## PROBLEM DETAILS
Please rescale the material from the line with "tree in the image above." through the end of the material, both ends included. Give those lines again, requests and all, with every answer coordinate multiplied by 1.45 and rounded to a whole number (halves round up), and leave the numbers in the requests and their format samples unchanged.

## PROVIDED MATERIAL
## start
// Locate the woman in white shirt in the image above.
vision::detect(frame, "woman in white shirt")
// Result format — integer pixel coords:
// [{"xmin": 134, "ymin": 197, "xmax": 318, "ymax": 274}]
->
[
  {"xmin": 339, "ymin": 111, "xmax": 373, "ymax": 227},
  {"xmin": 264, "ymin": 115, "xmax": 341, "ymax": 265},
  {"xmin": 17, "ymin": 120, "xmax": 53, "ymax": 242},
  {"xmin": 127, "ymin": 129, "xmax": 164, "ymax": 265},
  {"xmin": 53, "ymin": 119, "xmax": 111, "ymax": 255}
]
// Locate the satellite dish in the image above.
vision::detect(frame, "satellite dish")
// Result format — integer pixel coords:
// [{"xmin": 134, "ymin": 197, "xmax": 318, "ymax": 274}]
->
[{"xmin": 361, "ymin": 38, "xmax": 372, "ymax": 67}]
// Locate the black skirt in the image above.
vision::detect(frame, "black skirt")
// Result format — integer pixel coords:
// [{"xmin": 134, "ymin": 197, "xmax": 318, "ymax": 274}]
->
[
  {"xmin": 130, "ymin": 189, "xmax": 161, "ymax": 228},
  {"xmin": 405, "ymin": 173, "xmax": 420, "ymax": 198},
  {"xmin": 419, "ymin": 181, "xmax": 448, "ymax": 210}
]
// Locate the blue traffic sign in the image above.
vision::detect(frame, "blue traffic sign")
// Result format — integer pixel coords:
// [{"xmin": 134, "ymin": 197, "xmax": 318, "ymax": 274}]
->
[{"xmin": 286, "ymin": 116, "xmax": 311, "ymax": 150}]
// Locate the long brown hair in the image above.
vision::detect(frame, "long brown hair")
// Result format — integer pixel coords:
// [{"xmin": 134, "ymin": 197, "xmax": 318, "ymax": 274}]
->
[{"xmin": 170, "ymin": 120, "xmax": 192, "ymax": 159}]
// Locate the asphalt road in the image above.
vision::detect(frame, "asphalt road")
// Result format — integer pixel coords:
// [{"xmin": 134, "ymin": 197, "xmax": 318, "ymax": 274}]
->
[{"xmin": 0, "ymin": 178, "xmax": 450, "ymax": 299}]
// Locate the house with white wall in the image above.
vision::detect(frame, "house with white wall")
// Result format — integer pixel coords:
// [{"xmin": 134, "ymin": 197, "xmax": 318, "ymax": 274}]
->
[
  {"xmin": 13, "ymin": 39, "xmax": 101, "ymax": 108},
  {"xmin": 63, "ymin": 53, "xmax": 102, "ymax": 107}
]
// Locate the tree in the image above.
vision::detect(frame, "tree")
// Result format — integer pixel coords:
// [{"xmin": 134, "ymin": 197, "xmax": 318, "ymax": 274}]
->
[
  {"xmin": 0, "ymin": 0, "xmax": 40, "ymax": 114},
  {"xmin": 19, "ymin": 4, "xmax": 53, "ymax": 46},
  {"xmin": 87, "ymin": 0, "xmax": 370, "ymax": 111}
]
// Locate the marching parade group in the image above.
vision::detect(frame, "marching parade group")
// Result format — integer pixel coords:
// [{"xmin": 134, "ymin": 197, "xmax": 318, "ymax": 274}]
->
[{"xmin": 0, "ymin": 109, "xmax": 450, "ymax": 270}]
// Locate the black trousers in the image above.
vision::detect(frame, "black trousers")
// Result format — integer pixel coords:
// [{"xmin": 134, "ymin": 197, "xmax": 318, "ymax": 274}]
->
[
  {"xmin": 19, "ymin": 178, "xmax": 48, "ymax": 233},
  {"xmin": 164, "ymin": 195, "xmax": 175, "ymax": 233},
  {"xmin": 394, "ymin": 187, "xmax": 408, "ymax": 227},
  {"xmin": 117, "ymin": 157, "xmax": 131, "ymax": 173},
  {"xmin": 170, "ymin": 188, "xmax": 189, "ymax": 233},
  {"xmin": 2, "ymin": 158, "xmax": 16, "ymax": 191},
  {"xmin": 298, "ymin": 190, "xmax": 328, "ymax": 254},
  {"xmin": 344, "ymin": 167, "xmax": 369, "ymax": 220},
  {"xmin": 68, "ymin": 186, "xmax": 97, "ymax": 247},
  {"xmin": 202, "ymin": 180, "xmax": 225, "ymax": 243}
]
## end
## WRITTEN SOLUTION
// Locate the tree in the image above.
vision::detect(frame, "tree")
// Result format — integer pixel coords:
// [{"xmin": 134, "ymin": 197, "xmax": 318, "ymax": 274}]
->
[
  {"xmin": 0, "ymin": 0, "xmax": 58, "ymax": 165},
  {"xmin": 28, "ymin": 6, "xmax": 77, "ymax": 67},
  {"xmin": 126, "ymin": 0, "xmax": 537, "ymax": 161}
]
// Locate the marching parade group in the image above.
vision::detect(frame, "marching parade group")
// Result format — integer pixel coords:
// [{"xmin": 134, "ymin": 197, "xmax": 318, "ymax": 274}]
->
[{"xmin": 0, "ymin": 158, "xmax": 653, "ymax": 392}]
// Locate the black trousers in the image above.
vision::detect(frame, "black trousers")
// Result format — integer pixel coords:
// [{"xmin": 134, "ymin": 197, "xmax": 318, "ymax": 274}]
->
[
  {"xmin": 28, "ymin": 258, "xmax": 70, "ymax": 338},
  {"xmin": 238, "ymin": 283, "xmax": 254, "ymax": 338},
  {"xmin": 571, "ymin": 271, "xmax": 592, "ymax": 329},
  {"xmin": 170, "ymin": 228, "xmax": 190, "ymax": 251},
  {"xmin": 247, "ymin": 273, "xmax": 274, "ymax": 338},
  {"xmin": 3, "ymin": 229, "xmax": 23, "ymax": 277},
  {"xmin": 432, "ymin": 276, "xmax": 476, "ymax": 368},
  {"xmin": 499, "ymin": 242, "xmax": 535, "ymax": 319},
  {"xmin": 99, "ymin": 270, "xmax": 141, "ymax": 358},
  {"xmin": 293, "ymin": 261, "xmax": 326, "ymax": 352}
]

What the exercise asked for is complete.